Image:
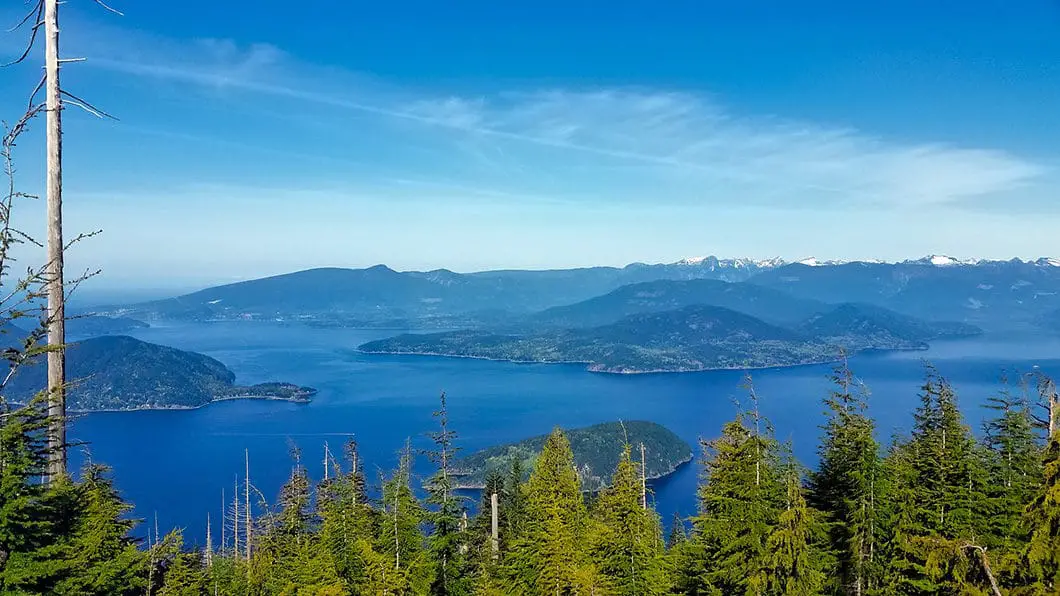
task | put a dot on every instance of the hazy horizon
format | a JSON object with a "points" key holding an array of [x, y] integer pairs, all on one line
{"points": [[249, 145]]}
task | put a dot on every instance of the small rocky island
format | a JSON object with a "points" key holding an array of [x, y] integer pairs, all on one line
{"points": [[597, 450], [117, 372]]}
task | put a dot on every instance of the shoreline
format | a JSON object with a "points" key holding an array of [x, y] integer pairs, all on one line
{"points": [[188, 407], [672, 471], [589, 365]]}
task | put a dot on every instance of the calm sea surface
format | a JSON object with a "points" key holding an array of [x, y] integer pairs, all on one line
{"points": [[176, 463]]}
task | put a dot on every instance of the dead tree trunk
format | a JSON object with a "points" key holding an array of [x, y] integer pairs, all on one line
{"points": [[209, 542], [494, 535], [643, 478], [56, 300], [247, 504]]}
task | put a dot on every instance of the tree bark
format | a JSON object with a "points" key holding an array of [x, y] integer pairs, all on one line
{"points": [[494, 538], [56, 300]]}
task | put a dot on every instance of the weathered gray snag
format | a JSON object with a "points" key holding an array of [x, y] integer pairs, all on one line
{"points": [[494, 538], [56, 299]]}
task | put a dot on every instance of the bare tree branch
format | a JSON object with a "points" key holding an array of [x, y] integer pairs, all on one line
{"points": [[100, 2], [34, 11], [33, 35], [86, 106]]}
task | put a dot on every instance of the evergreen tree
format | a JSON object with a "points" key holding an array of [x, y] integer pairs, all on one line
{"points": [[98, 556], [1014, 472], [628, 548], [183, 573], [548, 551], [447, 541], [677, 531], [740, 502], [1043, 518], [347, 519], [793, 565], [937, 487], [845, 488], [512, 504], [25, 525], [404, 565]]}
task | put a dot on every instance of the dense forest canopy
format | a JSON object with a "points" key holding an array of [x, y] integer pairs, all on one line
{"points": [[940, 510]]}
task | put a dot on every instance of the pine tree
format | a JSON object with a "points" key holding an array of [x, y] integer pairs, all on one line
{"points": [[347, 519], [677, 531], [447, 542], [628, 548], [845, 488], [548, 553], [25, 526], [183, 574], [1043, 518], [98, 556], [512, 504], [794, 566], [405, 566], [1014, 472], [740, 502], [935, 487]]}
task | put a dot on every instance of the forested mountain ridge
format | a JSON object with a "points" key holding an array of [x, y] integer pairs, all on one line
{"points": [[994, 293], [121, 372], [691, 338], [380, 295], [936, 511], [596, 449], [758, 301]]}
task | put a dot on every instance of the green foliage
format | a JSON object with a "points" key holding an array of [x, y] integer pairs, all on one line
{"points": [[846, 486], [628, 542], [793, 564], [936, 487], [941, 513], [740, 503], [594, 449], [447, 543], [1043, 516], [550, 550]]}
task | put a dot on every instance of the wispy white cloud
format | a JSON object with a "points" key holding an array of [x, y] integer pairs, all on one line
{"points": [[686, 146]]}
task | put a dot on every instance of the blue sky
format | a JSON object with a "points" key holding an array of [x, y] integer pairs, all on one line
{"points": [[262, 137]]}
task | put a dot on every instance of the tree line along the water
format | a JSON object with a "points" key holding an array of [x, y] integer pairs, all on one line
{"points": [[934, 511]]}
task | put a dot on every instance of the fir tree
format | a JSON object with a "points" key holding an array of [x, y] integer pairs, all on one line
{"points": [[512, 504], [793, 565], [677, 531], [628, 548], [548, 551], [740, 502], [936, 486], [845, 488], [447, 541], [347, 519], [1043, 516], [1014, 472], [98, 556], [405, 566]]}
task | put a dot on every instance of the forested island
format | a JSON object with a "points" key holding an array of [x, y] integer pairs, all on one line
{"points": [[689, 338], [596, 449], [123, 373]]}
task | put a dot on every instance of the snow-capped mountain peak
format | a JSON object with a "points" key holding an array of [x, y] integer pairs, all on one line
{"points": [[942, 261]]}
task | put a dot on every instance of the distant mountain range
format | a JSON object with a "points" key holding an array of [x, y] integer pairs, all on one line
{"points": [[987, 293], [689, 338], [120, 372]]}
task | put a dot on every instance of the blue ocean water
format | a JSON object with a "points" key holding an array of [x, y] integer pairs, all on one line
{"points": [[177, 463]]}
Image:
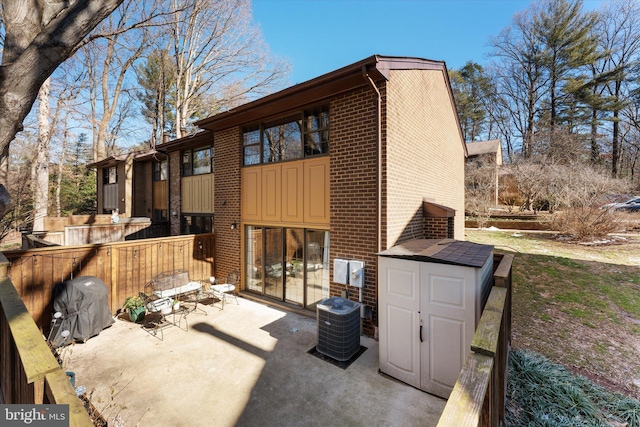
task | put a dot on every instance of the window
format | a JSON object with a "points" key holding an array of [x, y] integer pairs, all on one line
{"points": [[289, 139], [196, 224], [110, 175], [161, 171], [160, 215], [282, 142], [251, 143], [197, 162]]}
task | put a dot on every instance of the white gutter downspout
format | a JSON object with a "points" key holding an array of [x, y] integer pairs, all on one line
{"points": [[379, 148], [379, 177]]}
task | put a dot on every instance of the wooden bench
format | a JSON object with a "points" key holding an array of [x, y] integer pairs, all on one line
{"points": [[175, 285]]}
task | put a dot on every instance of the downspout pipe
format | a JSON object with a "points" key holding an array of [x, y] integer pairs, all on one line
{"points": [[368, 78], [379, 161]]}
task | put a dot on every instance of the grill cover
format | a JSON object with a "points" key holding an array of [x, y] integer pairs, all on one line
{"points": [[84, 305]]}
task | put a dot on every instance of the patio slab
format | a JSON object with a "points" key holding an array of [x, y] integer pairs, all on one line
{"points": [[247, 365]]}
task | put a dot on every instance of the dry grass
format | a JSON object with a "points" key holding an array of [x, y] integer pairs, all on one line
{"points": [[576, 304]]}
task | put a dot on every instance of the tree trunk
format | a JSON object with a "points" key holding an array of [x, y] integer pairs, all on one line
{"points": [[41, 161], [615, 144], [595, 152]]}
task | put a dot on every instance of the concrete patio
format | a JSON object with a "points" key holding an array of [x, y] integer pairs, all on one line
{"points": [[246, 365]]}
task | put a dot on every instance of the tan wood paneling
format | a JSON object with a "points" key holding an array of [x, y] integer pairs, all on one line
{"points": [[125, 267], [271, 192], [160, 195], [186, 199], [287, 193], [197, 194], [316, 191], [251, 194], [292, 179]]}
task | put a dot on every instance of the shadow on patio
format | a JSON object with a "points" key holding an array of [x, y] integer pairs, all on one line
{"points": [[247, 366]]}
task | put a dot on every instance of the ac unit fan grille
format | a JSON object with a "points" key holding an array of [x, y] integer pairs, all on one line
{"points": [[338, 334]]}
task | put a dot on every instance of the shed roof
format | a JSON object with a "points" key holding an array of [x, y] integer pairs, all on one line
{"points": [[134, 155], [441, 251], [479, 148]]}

* * *

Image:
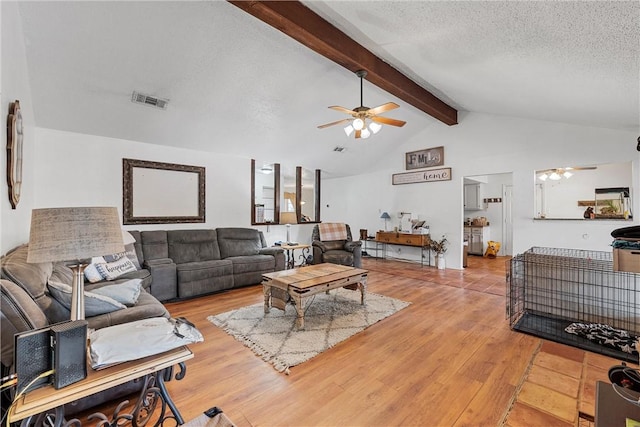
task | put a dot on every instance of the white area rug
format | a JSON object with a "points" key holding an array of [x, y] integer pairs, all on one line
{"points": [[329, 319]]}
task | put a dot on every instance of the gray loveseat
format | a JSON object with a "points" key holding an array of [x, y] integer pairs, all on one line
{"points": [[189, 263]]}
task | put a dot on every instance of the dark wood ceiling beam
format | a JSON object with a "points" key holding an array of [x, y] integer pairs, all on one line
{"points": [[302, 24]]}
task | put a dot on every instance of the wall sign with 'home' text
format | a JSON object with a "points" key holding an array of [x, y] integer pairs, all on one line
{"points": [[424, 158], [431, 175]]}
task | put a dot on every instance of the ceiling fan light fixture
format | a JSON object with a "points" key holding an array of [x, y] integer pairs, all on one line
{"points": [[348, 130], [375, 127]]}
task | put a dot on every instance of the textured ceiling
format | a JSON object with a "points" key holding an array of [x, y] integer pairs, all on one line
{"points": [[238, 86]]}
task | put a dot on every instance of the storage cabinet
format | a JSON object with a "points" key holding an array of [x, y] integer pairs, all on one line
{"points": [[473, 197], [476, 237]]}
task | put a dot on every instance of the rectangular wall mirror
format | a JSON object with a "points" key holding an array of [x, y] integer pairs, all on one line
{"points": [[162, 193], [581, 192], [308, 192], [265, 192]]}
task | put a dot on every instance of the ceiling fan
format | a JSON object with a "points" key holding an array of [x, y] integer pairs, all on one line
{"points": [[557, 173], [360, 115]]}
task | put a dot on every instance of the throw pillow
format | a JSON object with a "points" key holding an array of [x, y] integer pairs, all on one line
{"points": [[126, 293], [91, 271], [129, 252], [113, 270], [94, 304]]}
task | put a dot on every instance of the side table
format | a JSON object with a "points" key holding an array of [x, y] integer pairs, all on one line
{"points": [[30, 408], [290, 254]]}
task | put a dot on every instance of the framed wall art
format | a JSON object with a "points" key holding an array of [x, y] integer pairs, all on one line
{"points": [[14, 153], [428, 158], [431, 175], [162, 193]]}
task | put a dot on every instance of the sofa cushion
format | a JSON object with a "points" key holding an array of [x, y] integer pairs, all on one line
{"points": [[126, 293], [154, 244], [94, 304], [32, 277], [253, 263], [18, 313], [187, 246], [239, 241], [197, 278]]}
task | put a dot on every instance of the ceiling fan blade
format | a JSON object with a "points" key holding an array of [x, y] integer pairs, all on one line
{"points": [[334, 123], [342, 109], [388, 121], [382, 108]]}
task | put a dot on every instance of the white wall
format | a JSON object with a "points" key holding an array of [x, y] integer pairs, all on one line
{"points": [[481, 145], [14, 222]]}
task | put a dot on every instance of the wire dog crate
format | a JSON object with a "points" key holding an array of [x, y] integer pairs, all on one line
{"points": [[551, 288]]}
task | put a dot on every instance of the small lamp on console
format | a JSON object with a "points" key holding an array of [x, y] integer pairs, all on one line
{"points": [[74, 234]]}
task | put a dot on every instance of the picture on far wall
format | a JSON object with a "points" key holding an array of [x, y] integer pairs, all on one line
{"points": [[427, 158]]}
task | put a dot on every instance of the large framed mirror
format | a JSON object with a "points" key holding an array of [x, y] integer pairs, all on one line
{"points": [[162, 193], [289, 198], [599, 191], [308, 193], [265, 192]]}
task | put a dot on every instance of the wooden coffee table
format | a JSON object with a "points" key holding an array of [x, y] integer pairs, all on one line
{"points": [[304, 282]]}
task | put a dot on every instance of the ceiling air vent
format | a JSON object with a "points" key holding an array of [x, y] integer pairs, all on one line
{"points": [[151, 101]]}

...

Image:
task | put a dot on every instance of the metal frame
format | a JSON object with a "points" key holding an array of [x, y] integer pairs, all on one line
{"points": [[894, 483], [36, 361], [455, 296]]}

▶ Challenge
Locate each line in the entries above that contains the word "gray" and copy those lines.

▶ Result of this task
task | put a dot on every instance of the weathered gray snag
task | put a dot on every instance of the gray loveseat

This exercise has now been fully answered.